**Extracted text**:
While many might consider slowing down when they turn 80 years old – or even earlier – Dame Joanna Lumley isn’t counting candles or numbers. Instead, she’s doing what she’s always done and delightfully getting on with life.
An icon for decades, from her breakout role as ingenue Purdey in The New Avengers to her hilarious turn as chain-smoking fashionista Patsy in Absolutely Fabulous, Joanna is still glamorous and in hot demand, often held up as the perfect example of positive ageing, a prospect she finds hilarious.
“They mean becoming decrepit and being quite jolly about it,” she snorts.
“I do feel positive about ageing because it’s inevitable. I’m jolly lucky to be alive, still be working and still learning.”

An 80th birthday surprise
The actress, admired for her documentaries and years of charity work, confesses she’s a little bewildered by how much fuss people made about her milestone birthday on May 1.
“People are making a big hoo-ha about this 80, as if I’m somehow going to be different, as if some huge precipice is reached,” she smiles.
“But I’m thrilled, and touched that people have remembered and think about it more than I do.”
Celebrating on set in Ireland
In the end, she marked her big day in the most Joanna way possible – filming in outlandish make-up and a colossal wig in Ireland, playing Wednesday Addams’ formidable grandmother in Tim Burton’s Netflix hit Wednesday.

**Extracted material**:
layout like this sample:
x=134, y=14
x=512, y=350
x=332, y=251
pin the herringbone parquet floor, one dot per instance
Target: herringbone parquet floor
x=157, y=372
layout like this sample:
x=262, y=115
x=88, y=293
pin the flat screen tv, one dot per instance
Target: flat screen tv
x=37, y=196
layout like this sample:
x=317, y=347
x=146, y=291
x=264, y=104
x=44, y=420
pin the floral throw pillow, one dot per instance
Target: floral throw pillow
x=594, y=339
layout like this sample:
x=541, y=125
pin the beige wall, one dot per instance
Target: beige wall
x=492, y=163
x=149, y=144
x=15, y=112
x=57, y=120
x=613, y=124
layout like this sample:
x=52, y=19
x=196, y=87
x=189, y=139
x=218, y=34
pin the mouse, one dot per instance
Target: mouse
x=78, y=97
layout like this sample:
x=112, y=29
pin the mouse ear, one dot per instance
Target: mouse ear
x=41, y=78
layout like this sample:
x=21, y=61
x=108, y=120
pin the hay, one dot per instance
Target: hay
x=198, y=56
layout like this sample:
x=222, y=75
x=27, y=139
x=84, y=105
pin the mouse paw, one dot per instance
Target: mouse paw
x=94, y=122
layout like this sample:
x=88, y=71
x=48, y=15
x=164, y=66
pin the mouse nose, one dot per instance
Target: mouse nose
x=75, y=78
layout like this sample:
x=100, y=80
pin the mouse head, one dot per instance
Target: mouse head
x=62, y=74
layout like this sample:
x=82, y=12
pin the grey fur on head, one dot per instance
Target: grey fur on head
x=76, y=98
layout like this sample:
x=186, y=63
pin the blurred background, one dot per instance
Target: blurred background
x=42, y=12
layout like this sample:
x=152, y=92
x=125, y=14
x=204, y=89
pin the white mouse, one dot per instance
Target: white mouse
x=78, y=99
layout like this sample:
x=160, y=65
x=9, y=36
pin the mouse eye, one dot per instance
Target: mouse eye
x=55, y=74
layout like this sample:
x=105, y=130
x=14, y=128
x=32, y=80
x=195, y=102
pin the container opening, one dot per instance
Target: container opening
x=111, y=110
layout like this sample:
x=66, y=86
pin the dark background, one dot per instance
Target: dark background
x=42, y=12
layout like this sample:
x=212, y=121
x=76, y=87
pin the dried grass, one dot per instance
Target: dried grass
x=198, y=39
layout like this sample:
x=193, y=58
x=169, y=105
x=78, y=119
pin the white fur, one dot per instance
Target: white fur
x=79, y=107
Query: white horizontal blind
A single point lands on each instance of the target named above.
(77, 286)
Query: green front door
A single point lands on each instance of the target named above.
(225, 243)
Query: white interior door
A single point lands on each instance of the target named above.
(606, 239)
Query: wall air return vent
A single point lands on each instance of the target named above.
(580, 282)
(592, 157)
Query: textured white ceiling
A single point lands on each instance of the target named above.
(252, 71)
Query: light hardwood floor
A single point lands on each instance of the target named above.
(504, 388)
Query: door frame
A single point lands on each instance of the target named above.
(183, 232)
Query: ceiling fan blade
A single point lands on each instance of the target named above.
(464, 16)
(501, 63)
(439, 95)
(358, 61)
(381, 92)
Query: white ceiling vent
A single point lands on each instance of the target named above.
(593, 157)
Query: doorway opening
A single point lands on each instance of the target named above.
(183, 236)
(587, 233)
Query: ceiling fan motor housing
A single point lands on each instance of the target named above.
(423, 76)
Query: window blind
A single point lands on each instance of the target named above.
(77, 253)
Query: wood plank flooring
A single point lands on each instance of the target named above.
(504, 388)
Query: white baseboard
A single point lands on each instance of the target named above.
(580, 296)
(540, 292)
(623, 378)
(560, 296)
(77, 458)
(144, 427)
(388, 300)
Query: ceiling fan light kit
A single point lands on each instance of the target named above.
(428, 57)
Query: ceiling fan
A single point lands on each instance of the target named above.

**Given request 1**: Name every TV production mentioned in the Joanna Lumley profile above.
**Given request 2**: Carry on the Joanna Lumley profile from its last sentence.

**Exercise answer 1**: The New Avengers, Absolutely Fabulous, Wednesday

**Exercise answer 2**:
“It’s completely normal for people like me to be 80 and still working, apparently fit and not having lost too many of my marbles,” she reflects.
“When I was very young, people over 60 were pretty much past it.”

A quiet celebration
But even if she wasn’t working on her birthday, there was no chance she’d be throwing herself a big bash.
“I think birthdays are completely lovely, but they always fell at school in term time when I was a boarder,” Joanna shares.
“I got birthday cards, but it was never sort of my day. So I’ve never thought, ‘Oh, I must have a birthday party where people think of me.’”
Home is where she’s happiest
When she’s not filming, Joanna is happiest at home, spending time with those closest to her. She lives in London with her husband of more than 40 years, Stephen Barlow, 71, a conductor and composer who also shares the mic with her on their Joanna Lumley and the Maestro podcast.
“We love travelling, seeing people and going to our little cottage in Scotland,” she tells.
“When I feel overloaded, my mind flies away to the hills and the valleys there, the sound of the river and great hawks flying in the sky.”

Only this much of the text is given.